# Objective a
Which lines in the records contain the word "pitch", matching case? Locate each one and copy it out.

Jozef Maria Raskin (21 June 1892 – 18 October 1943) was a Belgian artist, painter, draftsman, and Scheutist missionary who served in World War I and became a missionary in China from 1920 to 1934. Later, during World War II,[1] he was drafted into the Belgian army as a chaplain and was a personal advisor to King Leopold III.[2] While operating under the code name Leopold Vindictive 200 for the Dutch resistance, on 1 May 1942 he was arrested by the Gestapo, tried and convicted, and on 18 October 1943 was guillotined.[3] [4] A statue honoring his service stands in Aarschot. After World War II, a book about Raskin's exploits in both world wars was written by Jozef De Vroey, himself a Catholic priest and survivor of both these conflicts, under the title Pater Raskin in de beide wereldoorlogen[5] (Father Raskin in Both World Wars).

# Task data
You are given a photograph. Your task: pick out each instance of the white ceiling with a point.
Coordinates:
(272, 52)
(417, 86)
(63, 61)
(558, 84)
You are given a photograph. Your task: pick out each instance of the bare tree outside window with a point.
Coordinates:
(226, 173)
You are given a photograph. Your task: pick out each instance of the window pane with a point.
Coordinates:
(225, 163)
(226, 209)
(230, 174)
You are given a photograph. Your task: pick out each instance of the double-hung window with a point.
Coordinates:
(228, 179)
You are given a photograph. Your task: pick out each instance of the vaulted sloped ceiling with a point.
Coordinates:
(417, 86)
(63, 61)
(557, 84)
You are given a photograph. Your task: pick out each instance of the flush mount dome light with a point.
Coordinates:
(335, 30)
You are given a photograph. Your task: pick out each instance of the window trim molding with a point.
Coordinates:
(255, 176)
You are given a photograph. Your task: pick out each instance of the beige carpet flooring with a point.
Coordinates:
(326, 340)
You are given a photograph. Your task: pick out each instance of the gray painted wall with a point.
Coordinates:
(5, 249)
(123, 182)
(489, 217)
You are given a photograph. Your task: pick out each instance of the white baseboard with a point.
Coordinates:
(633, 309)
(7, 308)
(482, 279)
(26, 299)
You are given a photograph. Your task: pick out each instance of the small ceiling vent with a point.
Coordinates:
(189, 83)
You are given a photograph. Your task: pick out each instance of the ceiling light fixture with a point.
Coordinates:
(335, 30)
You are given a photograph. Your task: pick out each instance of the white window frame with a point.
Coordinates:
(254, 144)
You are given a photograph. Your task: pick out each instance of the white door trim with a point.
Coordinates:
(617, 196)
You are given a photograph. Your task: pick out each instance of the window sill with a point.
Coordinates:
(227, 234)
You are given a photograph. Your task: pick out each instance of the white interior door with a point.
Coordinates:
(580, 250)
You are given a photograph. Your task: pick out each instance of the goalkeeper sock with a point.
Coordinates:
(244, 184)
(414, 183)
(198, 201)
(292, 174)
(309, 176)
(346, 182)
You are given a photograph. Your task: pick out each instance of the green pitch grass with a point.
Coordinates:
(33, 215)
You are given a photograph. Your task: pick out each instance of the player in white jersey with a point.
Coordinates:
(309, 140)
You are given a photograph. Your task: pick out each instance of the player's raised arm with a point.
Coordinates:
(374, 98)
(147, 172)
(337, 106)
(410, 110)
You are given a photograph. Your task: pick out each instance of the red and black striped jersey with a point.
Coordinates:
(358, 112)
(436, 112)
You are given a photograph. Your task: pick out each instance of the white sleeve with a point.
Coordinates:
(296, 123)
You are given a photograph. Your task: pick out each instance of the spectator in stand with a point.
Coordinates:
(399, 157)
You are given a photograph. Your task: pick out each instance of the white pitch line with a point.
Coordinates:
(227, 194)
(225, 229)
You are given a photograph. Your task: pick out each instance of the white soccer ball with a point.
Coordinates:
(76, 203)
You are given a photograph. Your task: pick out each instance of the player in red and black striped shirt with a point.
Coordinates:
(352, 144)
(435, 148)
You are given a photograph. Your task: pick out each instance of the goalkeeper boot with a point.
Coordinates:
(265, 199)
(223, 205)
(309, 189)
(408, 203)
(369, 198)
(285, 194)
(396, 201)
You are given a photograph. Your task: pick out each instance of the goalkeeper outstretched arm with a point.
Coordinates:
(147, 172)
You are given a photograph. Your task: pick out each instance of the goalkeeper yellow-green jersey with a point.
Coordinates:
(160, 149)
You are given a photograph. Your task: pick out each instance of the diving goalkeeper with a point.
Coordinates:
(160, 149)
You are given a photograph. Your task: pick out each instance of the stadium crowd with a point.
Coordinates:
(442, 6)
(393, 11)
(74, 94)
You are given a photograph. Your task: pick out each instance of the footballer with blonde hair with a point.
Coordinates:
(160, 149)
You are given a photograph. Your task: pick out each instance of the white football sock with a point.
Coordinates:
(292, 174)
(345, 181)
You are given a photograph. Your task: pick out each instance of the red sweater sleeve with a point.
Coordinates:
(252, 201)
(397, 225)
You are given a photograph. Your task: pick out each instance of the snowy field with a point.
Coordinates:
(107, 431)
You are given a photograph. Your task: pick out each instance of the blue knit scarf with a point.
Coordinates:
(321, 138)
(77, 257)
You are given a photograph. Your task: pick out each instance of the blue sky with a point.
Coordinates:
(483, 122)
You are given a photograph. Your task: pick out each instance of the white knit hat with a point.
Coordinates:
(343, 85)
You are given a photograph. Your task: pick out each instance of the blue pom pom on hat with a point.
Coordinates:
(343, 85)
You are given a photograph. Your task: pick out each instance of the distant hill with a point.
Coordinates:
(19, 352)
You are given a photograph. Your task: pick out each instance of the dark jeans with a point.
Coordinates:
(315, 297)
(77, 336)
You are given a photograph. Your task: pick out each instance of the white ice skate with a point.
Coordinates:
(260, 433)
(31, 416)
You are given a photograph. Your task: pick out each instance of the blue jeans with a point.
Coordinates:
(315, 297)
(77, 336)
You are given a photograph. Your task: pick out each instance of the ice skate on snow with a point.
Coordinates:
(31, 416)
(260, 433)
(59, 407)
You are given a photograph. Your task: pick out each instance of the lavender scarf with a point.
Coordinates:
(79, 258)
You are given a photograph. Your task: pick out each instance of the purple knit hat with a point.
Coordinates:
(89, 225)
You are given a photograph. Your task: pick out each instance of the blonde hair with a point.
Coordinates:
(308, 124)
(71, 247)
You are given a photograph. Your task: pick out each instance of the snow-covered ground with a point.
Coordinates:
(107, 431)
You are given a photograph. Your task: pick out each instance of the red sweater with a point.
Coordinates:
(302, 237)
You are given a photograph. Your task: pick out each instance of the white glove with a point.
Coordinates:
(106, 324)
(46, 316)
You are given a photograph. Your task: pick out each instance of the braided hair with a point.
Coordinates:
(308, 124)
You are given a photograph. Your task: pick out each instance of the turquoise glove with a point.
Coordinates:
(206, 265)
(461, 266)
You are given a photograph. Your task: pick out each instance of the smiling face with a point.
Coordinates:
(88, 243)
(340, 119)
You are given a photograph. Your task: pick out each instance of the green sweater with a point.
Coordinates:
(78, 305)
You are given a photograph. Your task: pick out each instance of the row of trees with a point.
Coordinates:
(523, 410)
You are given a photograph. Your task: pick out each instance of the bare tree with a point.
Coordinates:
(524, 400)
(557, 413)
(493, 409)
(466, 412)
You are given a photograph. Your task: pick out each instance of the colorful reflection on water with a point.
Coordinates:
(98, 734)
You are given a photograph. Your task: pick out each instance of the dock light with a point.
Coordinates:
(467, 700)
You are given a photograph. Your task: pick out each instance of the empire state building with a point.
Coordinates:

# Objective b
Reproduce the passage of the Jozef Raskin text from "Jozef Maria Raskin" up to and including "Both World Wars).".

# Output a
You are given a photograph. Your task: pick out each instance of the green pitch grass with a point.
You are given a photograph. Your task: pick out each instance of the white pitch line with a point.

# Output b
Jozef Maria Raskin (21 June 1892 – 18 October 1943) was a Belgian artist, painter, draftsman, and Scheutist missionary who served in World War I and became a missionary in China from 1920 to 1934. Later, during World War II,[1] he was drafted into the Belgian army as a chaplain and was a personal advisor to King Leopold III.[2] While operating under the code name Leopold Vindictive 200 for the Dutch resistance, on 1 May 1942 he was arrested by the Gestapo, tried and convicted, and on 18 October 1943 was guillotined.[3] [4] A statue honoring his service stands in Aarschot. After World War II, a book about Raskin's exploits in both world wars was written by Jozef De Vroey, himself a Catholic priest and survivor of both these conflicts, under the title Pater Raskin in de beide wereldoorlogen[5] (Father Raskin in Both World Wars).